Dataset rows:
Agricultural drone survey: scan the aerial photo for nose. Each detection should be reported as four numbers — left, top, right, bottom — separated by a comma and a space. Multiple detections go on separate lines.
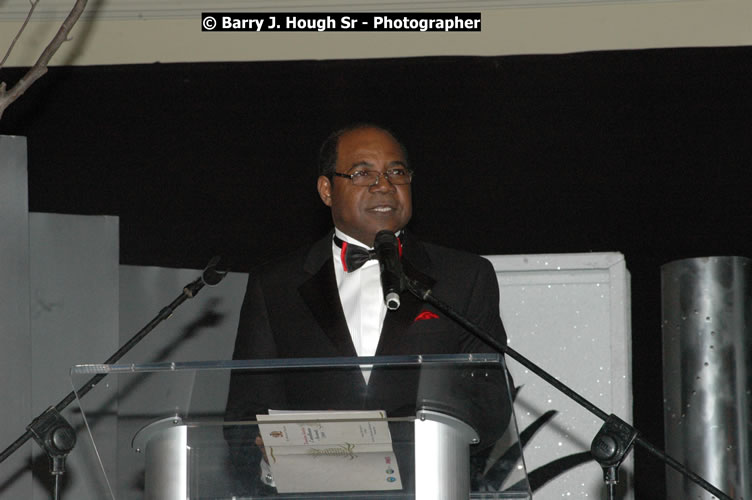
369, 173, 395, 191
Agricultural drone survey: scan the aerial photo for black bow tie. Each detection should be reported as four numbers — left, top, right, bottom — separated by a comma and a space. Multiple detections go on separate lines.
334, 235, 402, 273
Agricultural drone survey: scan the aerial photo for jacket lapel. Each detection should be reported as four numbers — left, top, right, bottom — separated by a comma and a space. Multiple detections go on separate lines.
298, 233, 357, 357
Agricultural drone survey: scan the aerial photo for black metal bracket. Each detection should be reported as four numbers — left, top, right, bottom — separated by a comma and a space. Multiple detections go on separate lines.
26, 406, 76, 476
590, 413, 638, 498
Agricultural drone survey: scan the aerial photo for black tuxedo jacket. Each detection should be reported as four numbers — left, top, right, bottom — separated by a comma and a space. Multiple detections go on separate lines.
226, 232, 511, 492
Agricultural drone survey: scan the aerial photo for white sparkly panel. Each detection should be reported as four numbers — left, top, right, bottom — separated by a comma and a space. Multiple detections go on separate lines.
488, 253, 634, 500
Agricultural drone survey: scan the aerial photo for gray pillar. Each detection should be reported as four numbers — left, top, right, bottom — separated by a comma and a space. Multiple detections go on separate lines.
0, 135, 32, 500
661, 257, 752, 500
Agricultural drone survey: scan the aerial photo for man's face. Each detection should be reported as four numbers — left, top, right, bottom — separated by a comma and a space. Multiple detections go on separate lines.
318, 128, 412, 246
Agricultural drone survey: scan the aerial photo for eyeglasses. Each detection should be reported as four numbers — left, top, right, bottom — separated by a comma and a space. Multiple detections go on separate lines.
334, 168, 413, 186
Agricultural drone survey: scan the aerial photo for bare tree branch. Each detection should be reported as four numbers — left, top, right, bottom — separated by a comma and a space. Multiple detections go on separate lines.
0, 0, 39, 68
0, 0, 88, 119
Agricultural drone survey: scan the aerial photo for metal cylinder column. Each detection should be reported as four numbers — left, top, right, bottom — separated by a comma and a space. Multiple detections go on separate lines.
661, 257, 752, 500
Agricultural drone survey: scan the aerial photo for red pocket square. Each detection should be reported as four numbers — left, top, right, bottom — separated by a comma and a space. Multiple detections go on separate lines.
413, 311, 439, 323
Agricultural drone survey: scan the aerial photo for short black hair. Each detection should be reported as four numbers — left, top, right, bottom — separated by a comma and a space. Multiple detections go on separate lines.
319, 122, 407, 180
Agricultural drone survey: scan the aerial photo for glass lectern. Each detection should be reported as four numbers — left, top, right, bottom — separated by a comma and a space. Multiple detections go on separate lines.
71, 354, 532, 500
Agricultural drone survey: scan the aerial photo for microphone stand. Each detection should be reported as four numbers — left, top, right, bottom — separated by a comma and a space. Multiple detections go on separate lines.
403, 273, 732, 500
0, 257, 227, 500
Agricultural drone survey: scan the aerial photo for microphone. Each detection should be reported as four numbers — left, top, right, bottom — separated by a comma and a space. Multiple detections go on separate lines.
373, 230, 405, 311
201, 255, 227, 286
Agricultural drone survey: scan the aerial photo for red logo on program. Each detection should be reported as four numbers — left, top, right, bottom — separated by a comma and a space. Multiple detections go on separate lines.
413, 311, 439, 322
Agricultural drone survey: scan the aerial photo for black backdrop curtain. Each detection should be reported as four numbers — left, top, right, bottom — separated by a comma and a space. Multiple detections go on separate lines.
0, 47, 752, 499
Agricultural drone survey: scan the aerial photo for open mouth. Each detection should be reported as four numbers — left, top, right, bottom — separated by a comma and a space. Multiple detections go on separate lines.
368, 205, 394, 213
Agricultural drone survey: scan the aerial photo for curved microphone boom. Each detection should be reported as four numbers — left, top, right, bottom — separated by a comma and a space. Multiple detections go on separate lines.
373, 230, 405, 311
201, 255, 227, 286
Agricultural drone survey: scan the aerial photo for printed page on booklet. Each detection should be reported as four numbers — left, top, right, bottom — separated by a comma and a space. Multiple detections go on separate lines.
256, 410, 402, 493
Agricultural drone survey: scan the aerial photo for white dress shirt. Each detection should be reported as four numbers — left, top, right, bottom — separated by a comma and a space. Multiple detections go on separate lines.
332, 229, 386, 382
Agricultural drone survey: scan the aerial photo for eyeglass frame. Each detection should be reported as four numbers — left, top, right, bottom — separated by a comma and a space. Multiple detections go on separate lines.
332, 167, 415, 187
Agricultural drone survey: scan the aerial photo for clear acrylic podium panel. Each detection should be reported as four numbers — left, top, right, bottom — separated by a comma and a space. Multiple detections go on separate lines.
71, 354, 532, 500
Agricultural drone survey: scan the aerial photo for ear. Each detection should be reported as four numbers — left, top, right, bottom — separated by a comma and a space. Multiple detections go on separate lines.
316, 175, 332, 207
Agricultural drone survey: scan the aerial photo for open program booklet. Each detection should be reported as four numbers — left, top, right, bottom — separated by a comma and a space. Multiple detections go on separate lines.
257, 410, 402, 493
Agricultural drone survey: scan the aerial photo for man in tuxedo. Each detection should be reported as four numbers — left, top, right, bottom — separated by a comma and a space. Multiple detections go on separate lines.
220, 124, 510, 496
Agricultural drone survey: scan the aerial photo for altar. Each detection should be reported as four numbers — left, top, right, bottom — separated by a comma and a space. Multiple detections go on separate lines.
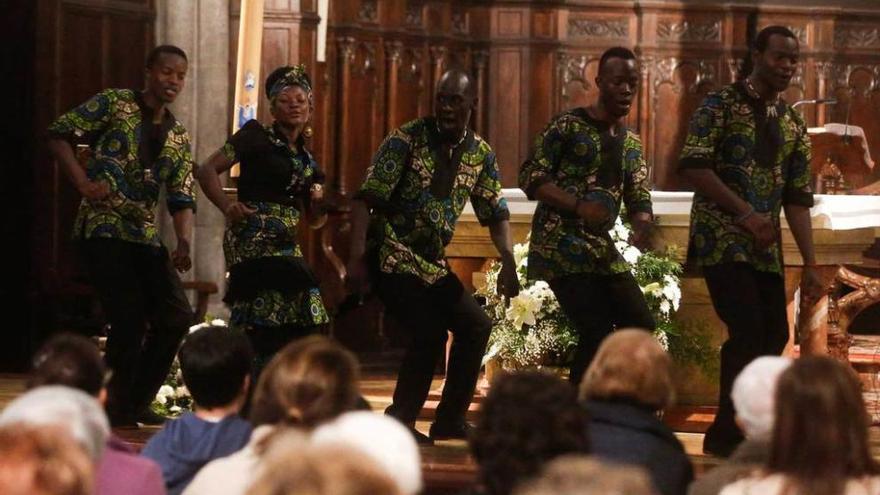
446, 189, 880, 404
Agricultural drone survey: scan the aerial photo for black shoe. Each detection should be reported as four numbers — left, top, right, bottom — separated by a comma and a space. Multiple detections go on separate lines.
107, 413, 141, 430
703, 426, 743, 458
407, 426, 434, 445
135, 408, 168, 426
429, 421, 474, 440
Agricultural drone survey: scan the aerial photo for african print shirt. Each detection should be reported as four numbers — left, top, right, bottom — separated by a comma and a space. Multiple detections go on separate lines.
679, 83, 813, 273
49, 89, 196, 246
519, 108, 652, 280
356, 117, 510, 285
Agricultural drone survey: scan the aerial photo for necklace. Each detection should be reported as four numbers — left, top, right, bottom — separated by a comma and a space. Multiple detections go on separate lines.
746, 77, 779, 117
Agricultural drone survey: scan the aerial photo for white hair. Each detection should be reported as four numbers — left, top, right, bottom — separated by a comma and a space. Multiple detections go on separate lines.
312, 411, 422, 495
730, 356, 791, 440
0, 385, 110, 461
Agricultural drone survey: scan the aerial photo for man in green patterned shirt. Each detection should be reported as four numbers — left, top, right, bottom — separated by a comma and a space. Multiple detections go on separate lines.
348, 70, 519, 443
519, 47, 655, 386
49, 45, 196, 426
679, 26, 822, 456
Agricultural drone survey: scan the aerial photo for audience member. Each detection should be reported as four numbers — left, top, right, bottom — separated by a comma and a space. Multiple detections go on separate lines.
580, 329, 694, 495
247, 436, 398, 495
141, 327, 253, 495
183, 336, 359, 495
470, 371, 589, 495
312, 411, 422, 495
721, 356, 880, 495
0, 423, 94, 495
513, 455, 657, 495
27, 333, 165, 495
688, 356, 791, 495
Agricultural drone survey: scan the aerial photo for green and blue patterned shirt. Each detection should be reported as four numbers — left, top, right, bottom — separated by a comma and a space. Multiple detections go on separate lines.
679, 83, 813, 273
519, 108, 652, 280
49, 89, 196, 246
356, 117, 510, 285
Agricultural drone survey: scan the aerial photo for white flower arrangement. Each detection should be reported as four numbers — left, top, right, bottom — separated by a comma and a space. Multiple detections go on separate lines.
150, 318, 229, 417
477, 218, 682, 368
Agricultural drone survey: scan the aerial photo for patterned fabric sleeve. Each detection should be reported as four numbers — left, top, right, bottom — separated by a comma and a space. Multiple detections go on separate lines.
623, 134, 653, 215
471, 151, 510, 226
782, 115, 813, 207
678, 93, 724, 170
48, 89, 117, 143
355, 129, 412, 207
220, 120, 264, 163
519, 118, 566, 200
158, 125, 196, 215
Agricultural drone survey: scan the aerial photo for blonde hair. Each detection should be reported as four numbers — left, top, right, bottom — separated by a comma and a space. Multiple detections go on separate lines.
0, 423, 94, 495
580, 328, 675, 410
247, 433, 400, 495
513, 455, 656, 495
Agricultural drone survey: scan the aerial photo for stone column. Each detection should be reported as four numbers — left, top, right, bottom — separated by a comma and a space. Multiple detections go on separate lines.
156, 0, 232, 318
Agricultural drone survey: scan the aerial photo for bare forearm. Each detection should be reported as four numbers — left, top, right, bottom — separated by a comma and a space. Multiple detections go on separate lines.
172, 208, 193, 244
196, 153, 231, 213
535, 182, 578, 212
681, 169, 752, 216
785, 205, 816, 265
349, 199, 370, 259
489, 220, 513, 263
48, 139, 89, 189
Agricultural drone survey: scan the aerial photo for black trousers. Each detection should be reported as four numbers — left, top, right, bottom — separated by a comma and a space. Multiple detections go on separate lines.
703, 263, 788, 445
550, 272, 656, 386
376, 274, 492, 424
80, 239, 193, 417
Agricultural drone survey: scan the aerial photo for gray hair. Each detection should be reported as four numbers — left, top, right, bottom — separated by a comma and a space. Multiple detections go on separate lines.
0, 385, 110, 461
730, 356, 791, 440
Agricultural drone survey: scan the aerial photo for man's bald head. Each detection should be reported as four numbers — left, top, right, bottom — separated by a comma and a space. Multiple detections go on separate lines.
434, 69, 477, 142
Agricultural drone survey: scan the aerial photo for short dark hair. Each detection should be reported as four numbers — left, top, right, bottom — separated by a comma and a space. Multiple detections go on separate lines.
597, 46, 636, 74
26, 333, 107, 396
264, 65, 312, 98
147, 45, 189, 69
177, 326, 254, 408
250, 335, 360, 429
752, 26, 798, 53
470, 371, 589, 495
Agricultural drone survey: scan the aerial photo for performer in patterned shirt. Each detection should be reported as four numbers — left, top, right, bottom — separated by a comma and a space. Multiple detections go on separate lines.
348, 70, 519, 443
198, 65, 329, 375
49, 45, 196, 426
679, 26, 822, 456
519, 47, 655, 386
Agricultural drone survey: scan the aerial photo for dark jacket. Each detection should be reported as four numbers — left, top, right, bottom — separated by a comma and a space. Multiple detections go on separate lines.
141, 413, 251, 495
585, 400, 694, 495
688, 439, 770, 495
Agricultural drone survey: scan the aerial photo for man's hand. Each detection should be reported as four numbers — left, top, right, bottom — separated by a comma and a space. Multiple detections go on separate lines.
630, 214, 654, 251
575, 200, 611, 226
800, 265, 826, 306
171, 239, 192, 273
345, 256, 370, 294
497, 261, 519, 299
223, 201, 257, 225
76, 180, 110, 202
739, 213, 778, 250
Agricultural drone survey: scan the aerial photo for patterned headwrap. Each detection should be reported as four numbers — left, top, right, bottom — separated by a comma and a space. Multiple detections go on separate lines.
267, 64, 312, 100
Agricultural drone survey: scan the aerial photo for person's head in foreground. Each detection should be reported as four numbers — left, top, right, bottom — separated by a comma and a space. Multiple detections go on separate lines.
767, 356, 878, 495
470, 371, 589, 495
580, 328, 675, 411
513, 455, 656, 495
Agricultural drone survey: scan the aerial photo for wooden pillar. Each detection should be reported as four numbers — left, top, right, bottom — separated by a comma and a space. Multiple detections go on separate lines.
816, 61, 833, 126
334, 37, 354, 196
428, 46, 447, 112
473, 50, 489, 136
385, 41, 403, 134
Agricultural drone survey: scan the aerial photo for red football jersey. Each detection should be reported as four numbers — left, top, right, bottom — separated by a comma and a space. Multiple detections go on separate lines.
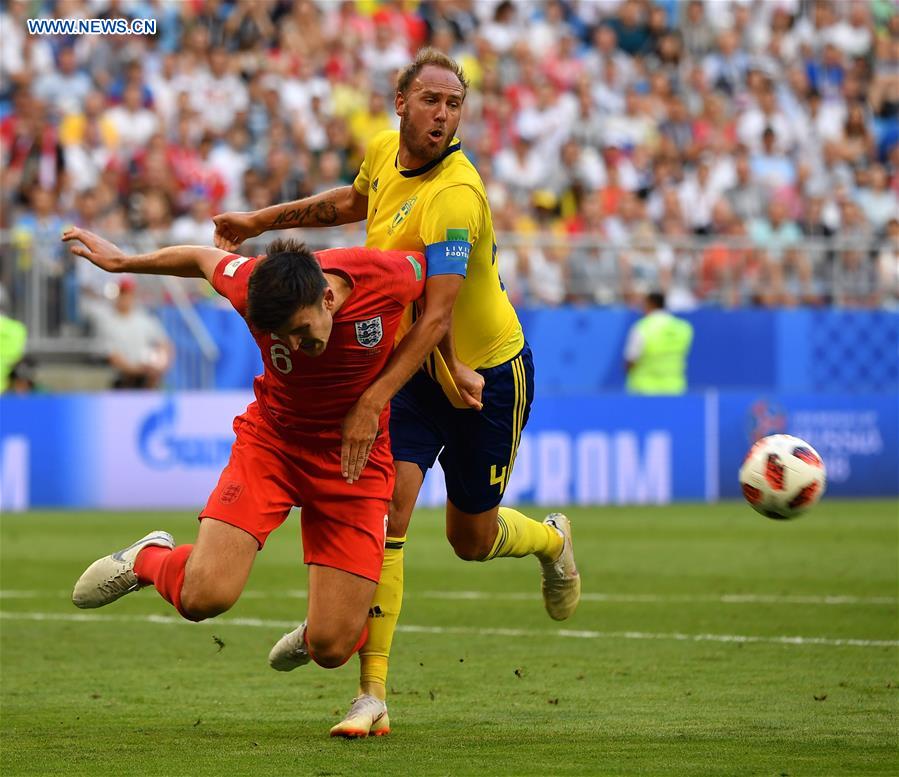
213, 248, 426, 447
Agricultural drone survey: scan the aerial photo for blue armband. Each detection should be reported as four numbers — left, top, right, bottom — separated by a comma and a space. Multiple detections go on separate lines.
425, 240, 471, 278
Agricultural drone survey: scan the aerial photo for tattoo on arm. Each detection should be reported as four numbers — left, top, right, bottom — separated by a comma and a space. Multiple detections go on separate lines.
269, 200, 337, 229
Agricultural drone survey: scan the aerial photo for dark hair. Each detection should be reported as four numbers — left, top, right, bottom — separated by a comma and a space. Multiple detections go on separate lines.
396, 47, 468, 100
247, 240, 328, 332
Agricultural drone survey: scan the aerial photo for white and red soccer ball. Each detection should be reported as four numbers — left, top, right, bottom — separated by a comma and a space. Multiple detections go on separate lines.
740, 434, 827, 520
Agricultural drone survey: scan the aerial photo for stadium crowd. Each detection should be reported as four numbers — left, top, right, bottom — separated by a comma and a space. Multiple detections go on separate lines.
0, 0, 899, 322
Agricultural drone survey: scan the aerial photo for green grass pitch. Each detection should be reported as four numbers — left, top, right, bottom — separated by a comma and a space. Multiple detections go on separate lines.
0, 500, 899, 777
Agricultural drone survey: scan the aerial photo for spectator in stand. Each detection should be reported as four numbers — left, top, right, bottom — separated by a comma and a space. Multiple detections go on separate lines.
877, 217, 899, 310
624, 291, 693, 395
0, 0, 899, 321
608, 0, 652, 56
34, 45, 91, 116
98, 278, 173, 389
749, 127, 796, 192
749, 199, 813, 305
105, 83, 159, 158
857, 165, 899, 232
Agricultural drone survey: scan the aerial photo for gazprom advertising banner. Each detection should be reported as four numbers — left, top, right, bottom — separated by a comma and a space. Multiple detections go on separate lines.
0, 391, 899, 510
420, 395, 717, 507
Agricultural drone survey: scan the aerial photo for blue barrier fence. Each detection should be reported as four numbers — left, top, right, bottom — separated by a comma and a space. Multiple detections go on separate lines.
0, 391, 899, 510
163, 304, 899, 396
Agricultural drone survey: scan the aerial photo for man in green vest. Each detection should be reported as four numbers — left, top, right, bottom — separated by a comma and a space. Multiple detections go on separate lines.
624, 291, 693, 394
0, 286, 28, 394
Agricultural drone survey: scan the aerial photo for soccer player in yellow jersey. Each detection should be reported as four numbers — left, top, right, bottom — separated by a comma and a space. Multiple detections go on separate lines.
215, 49, 580, 737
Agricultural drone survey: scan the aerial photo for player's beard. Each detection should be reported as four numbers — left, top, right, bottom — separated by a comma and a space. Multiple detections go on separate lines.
400, 116, 454, 164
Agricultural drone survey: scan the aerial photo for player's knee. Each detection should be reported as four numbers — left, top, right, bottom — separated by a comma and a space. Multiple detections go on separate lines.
446, 529, 493, 561
387, 498, 414, 537
306, 631, 355, 669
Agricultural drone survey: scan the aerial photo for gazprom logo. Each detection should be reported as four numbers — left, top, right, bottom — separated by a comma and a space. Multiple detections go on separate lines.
137, 398, 232, 469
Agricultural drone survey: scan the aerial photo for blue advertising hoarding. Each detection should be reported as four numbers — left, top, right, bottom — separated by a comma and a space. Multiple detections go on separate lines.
0, 391, 899, 510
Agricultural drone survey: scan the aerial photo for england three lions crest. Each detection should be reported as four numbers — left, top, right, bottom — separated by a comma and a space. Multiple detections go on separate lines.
356, 316, 384, 348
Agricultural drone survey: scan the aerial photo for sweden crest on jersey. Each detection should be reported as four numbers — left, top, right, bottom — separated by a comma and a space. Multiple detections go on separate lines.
387, 195, 418, 235
356, 316, 384, 348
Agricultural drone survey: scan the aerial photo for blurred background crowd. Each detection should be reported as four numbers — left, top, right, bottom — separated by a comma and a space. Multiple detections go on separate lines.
0, 0, 899, 388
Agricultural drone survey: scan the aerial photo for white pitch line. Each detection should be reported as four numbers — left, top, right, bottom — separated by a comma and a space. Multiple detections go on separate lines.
0, 589, 899, 606
0, 611, 899, 647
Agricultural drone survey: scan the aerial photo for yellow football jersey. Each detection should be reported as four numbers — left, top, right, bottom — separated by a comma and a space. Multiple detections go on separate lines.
353, 130, 524, 407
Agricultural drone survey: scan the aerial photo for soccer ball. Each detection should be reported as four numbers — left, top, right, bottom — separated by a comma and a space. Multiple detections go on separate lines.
740, 434, 827, 520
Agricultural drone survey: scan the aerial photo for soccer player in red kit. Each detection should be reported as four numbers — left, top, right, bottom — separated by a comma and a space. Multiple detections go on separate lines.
63, 228, 425, 684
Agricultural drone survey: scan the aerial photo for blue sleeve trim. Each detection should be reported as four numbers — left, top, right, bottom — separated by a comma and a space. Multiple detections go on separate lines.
425, 240, 471, 278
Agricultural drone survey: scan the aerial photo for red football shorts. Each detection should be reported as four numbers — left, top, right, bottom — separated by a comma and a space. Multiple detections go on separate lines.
200, 402, 396, 582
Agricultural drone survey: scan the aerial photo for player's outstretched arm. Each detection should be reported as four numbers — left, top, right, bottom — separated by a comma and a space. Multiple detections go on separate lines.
212, 186, 368, 251
62, 227, 228, 283
340, 275, 465, 483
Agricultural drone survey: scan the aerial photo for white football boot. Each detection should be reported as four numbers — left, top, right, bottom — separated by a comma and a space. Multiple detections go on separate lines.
331, 693, 390, 739
541, 513, 581, 621
72, 531, 175, 610
268, 621, 312, 672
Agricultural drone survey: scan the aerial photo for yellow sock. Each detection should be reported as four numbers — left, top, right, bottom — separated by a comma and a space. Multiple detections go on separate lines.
484, 507, 563, 561
359, 537, 406, 699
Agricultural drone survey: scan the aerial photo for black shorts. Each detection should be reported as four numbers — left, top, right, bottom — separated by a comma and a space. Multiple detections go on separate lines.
390, 343, 534, 513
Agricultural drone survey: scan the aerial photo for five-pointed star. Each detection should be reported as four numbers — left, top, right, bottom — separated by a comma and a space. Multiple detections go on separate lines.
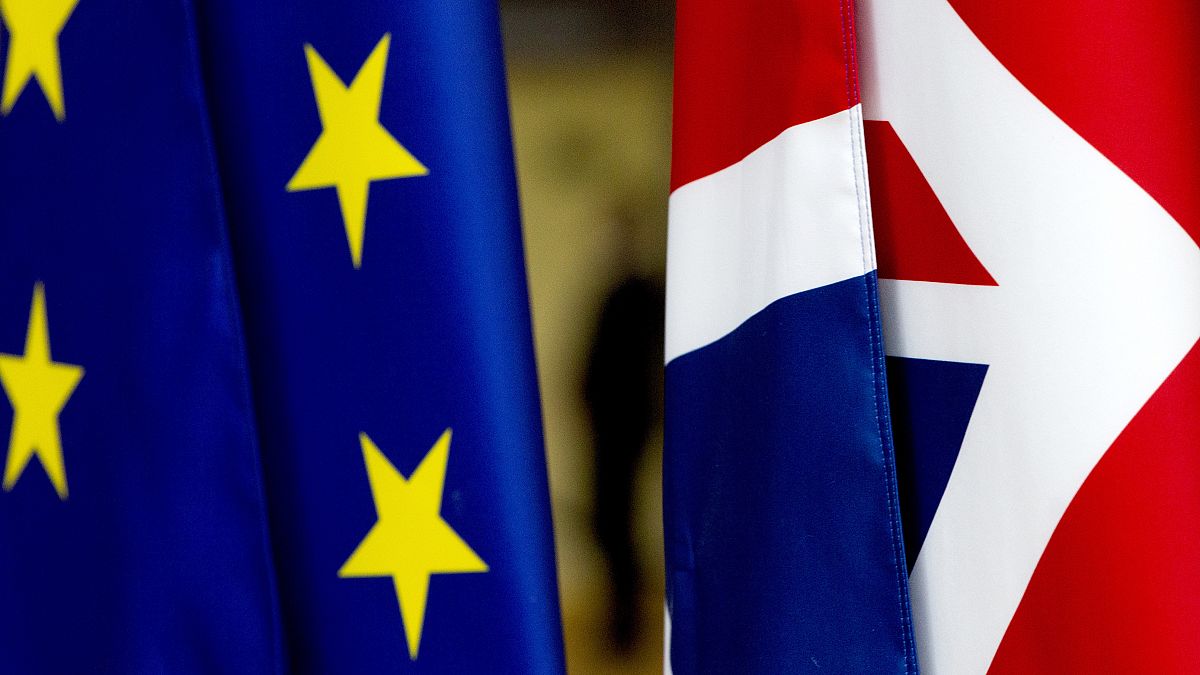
0, 282, 83, 500
0, 0, 79, 121
337, 429, 487, 659
288, 34, 428, 268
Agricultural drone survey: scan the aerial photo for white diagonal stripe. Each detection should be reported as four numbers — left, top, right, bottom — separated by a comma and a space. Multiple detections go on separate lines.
858, 0, 1200, 674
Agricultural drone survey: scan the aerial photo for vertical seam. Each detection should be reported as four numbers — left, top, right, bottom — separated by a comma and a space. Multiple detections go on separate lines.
839, 0, 916, 673
180, 0, 284, 674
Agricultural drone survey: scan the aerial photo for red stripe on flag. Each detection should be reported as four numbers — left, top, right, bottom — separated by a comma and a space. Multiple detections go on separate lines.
863, 120, 996, 286
671, 0, 858, 190
950, 0, 1200, 247
990, 346, 1200, 673
950, 0, 1200, 673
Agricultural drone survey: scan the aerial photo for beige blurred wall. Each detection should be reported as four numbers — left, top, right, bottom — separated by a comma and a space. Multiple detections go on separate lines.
509, 49, 671, 673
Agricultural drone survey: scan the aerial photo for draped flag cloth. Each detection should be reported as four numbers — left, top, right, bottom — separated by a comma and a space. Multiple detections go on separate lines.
858, 0, 1200, 674
664, 0, 916, 673
0, 0, 563, 673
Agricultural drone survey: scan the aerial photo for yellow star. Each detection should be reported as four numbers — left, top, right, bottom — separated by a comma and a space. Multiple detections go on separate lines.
337, 429, 487, 661
288, 34, 430, 269
0, 0, 79, 121
0, 282, 83, 500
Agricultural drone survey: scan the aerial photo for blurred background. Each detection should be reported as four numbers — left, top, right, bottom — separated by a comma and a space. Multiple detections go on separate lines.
500, 0, 673, 674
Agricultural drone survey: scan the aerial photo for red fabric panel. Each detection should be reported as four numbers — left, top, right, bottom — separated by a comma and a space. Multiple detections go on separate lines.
950, 0, 1200, 241
863, 120, 996, 286
990, 347, 1200, 673
671, 0, 858, 190
950, 0, 1200, 673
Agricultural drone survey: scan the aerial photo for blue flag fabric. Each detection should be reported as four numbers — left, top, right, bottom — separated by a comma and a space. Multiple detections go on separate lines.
0, 0, 563, 673
664, 0, 918, 675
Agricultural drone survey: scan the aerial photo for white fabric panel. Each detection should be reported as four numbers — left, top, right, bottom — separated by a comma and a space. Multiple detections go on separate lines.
666, 106, 875, 363
858, 0, 1200, 675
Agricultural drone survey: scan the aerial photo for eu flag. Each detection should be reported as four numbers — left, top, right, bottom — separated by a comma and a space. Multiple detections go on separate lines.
0, 0, 563, 673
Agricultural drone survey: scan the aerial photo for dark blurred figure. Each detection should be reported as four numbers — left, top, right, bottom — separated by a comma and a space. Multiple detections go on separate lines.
584, 213, 664, 652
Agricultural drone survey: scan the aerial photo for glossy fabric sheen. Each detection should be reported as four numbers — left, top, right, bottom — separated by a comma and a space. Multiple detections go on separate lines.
664, 273, 913, 673
0, 0, 563, 673
193, 0, 563, 673
0, 1, 280, 674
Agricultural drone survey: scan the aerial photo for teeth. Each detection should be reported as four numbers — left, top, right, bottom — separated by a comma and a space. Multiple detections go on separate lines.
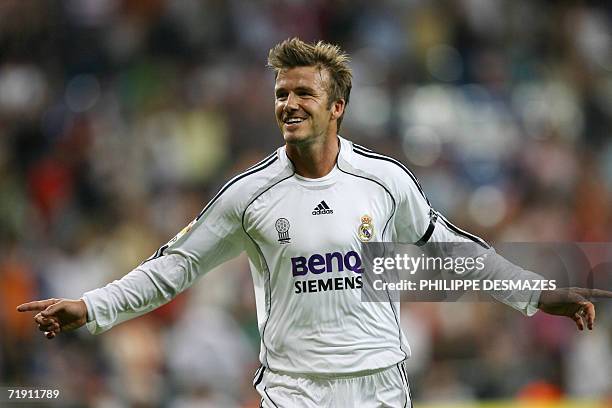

* _GOAL_: Pull out every line of the items above that contains the string "open", and list those lines in their original order.

* _SOLUTION TO THIS EXERCISE_:
Agricultural drone survey: scan the aerial photo for open mouth. Each detection should be reported as four numbers — left, top, right, bottom — separated by a comma and a space. Multiple detections go on separate lines.
Agricultural drone survey: scan the aerial photo for open program booklet. Each detection should be reported as four numbers — left, top, right, bottom — separated by a comma and a space. Multiple detections go on separate lines.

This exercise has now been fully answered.